DV1460 / DV1492:

Realtime- (and) Operating-Systems

08:15-10:00 Tuesday September 27th, 2016

FS Overview and Implementation.

§ 4-4.4.3 pg 263-290

Table of Contents
OverviewFree space
File structure and formatsFile organisation
File / Directory Organisation

1. Introduction

  • Computers generally do three things.
    • We've already looked at Processing.
    • Memory was the short-term overlap.
    • Transient: lost when process exits.
  • Long-term information storage.
    • Data should be stored until further notice.
    • User needs to be confident that data cannot be lost accidently / unexpectedly.
    • Data inside programs is explicit for the programmer, but implicit for the user...

2. Explicit storage of data

  • Users require explicit control over data storage.
  • Persistence: decouples lifetime of data from process.
    • Allows user to control when it is written.
    • How long it lasts before it is removed.
    • Stored data should be available until explicity deleted.
  • Copying: guarantees duplication of data.
    • Allows checkpointing (recovering intermediate states, e.g. thesis_v5.tex).
    • Allows sharing and communication (e.g. taking data from word processor, sending it by email).
  • Organisation: finding data at a later time.
    • Expressing relationships between data (e.g. part of same project).

3. Definitions

A logical unit of information.
  • Different meanings in different contexts.
    • Each application can map data onto a collection of files.
    • User can control which information is stored together.
Remaining in existence until explicitly removed.
  • Implies that stored data should not be lost when a process exits or the system reboots.
File System (FS)
The storage and management of collections of files.

4. Issues

  • Some of the issues in design and implementation of a FS:
    • How do we locate information?
    • How do we provide confidentiality?
    • How do we provide integrity?
    • How do we manage free space?
    • What structure is supported for data within files?
    • What operations are supported on files?
    • How does the logical organisation map onto disk operations?
  • We look at the user interface to storage first.
  • This leads into how we implement what the user sees.
  • Which design choices arise.

5. File Structure

  • We have different options for a "Logical unit of information".
  • Different forms of structure for the contents within each file.
  • Affects how much freedom each program has in choosing structure.
  • Raw byte sequence: least structured, program has complete control.
    • Raw abstraction of most systems; program implements everything.
  • Records: sequence of fixed length pieces (array).
    • Not used directly anymore, indirectly implemented by programs.

# Required work
1. From the file system lecture notes, quote the stretch from "5. File Structure" through "has complete control.".
2. In the file system lecture notes, which file structure option is called the least structured, giving the program complete control?

# Information supplied
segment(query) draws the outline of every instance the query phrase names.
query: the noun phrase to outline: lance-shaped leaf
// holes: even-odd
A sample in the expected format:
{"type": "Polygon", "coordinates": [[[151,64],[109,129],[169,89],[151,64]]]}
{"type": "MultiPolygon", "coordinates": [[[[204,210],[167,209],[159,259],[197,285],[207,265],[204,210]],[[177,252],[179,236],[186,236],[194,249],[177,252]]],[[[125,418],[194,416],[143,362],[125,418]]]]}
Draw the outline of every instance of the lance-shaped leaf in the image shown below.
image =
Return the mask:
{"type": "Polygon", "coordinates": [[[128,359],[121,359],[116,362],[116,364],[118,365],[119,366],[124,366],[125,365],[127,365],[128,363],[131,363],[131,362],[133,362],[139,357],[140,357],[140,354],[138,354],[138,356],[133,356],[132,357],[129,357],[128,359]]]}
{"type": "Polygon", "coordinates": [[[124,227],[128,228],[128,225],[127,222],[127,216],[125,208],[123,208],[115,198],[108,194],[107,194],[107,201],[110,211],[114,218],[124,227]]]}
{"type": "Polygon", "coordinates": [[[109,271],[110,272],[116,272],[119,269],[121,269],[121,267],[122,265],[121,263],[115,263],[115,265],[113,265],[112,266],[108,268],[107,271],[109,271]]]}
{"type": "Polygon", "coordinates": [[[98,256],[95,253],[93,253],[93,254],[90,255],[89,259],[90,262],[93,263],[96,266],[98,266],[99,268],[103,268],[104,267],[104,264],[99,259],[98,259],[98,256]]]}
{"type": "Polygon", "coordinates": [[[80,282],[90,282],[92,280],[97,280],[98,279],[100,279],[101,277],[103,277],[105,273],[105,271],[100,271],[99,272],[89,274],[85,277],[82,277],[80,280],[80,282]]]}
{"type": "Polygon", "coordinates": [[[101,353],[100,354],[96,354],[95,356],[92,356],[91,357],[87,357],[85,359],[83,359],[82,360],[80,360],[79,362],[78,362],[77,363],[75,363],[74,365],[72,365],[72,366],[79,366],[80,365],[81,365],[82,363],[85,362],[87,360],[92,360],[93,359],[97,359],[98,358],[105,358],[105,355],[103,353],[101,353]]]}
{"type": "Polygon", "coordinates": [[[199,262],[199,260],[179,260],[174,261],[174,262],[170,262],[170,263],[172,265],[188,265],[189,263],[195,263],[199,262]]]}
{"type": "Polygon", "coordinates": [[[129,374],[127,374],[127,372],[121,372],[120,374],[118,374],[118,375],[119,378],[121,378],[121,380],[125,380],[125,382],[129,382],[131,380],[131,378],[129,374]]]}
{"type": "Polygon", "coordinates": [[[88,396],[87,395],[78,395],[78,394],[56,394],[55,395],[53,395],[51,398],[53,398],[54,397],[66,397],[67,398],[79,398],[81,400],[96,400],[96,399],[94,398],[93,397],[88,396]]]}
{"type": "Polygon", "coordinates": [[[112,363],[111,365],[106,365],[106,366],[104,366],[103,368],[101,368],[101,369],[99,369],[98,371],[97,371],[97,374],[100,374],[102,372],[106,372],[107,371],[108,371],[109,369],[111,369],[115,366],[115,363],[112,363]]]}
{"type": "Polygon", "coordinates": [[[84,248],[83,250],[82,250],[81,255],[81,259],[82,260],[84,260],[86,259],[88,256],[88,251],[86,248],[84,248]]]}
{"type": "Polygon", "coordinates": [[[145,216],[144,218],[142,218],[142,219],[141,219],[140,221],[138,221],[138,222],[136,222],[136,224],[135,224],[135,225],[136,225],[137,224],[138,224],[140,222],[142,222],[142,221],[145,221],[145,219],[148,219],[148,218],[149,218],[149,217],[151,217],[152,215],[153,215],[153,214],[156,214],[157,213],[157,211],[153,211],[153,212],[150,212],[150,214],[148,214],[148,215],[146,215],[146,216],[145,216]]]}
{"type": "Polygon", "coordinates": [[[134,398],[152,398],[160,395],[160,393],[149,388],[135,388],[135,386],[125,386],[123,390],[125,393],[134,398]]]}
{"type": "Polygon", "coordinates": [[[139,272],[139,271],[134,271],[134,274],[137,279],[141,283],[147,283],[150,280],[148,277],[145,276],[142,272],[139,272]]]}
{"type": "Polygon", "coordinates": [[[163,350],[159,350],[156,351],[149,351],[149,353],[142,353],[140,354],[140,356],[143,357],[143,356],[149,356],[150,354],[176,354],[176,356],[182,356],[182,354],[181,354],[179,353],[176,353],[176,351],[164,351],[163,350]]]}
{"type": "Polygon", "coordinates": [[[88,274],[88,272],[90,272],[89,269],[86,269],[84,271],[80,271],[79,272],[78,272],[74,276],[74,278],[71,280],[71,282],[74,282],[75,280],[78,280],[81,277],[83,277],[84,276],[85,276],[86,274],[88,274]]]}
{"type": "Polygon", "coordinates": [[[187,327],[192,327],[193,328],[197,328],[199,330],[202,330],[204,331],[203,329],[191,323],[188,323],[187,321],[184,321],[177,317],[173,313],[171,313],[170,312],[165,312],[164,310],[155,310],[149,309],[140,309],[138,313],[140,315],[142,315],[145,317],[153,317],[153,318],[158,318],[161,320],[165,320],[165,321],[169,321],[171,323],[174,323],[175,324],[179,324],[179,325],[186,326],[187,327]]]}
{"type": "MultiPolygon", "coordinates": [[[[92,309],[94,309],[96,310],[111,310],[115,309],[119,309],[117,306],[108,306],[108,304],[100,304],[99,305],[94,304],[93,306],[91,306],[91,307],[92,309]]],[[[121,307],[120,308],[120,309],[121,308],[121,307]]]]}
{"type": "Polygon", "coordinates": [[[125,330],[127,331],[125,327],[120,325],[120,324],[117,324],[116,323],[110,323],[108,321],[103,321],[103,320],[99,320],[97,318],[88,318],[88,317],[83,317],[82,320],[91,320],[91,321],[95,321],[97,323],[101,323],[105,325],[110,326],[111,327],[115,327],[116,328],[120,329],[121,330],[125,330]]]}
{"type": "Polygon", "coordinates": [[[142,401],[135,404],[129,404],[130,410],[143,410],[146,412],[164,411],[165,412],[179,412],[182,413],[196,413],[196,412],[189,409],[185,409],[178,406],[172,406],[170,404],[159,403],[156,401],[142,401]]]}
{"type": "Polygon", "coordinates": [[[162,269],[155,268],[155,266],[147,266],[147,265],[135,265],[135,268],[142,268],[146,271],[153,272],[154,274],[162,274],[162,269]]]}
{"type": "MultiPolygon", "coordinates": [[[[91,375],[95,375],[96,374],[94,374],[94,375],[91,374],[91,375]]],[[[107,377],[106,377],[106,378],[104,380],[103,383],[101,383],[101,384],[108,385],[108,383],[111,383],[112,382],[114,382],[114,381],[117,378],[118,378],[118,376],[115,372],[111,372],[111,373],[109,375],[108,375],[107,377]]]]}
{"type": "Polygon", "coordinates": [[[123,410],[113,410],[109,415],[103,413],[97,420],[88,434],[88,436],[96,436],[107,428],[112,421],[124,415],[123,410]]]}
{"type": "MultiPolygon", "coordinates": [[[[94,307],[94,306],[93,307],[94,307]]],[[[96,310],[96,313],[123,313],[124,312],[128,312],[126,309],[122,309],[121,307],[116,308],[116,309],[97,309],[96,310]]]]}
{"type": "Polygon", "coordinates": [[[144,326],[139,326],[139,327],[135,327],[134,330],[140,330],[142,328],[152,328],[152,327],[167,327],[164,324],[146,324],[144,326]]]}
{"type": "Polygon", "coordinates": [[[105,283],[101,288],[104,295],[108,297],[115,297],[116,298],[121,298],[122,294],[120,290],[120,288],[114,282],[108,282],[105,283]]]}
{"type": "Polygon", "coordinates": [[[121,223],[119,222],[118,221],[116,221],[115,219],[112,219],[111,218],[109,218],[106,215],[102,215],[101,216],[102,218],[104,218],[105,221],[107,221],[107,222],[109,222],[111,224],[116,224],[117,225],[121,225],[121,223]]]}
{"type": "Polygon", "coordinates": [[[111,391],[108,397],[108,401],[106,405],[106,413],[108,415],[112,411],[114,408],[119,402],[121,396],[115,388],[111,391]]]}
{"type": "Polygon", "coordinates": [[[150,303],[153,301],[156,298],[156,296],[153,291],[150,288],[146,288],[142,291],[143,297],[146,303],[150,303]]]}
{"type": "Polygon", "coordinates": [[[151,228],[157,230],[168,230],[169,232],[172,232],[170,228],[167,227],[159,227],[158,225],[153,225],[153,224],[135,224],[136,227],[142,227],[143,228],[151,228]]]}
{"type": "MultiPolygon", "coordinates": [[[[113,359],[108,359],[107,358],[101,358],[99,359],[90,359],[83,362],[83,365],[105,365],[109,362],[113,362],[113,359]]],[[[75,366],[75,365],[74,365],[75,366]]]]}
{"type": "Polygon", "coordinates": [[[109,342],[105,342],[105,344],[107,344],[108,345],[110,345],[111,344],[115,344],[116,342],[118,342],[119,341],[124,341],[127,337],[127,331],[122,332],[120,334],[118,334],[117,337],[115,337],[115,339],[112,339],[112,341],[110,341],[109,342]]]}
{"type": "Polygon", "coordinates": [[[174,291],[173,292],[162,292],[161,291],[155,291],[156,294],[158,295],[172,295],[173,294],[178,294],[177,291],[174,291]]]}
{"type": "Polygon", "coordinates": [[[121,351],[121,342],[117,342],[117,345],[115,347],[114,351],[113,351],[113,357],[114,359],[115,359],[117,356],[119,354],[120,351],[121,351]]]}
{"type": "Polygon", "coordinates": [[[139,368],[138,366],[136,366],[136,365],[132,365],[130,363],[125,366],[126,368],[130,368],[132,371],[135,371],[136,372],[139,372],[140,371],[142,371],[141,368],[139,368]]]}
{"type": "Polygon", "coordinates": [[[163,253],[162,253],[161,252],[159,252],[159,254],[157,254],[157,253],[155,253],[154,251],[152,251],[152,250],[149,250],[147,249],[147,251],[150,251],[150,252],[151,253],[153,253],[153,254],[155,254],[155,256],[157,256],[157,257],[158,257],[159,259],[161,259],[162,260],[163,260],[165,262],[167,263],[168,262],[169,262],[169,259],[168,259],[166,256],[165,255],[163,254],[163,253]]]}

# Solved problems
1.
5. File Structure

  • We have different options for a "Logical unit of information".
  • Different forms of structure for the contents within each file.
  • Affects how much freedom each program has in choosing structure.
  • Raw byte sequence: least structured, program has complete control.

2. The raw byte sequence.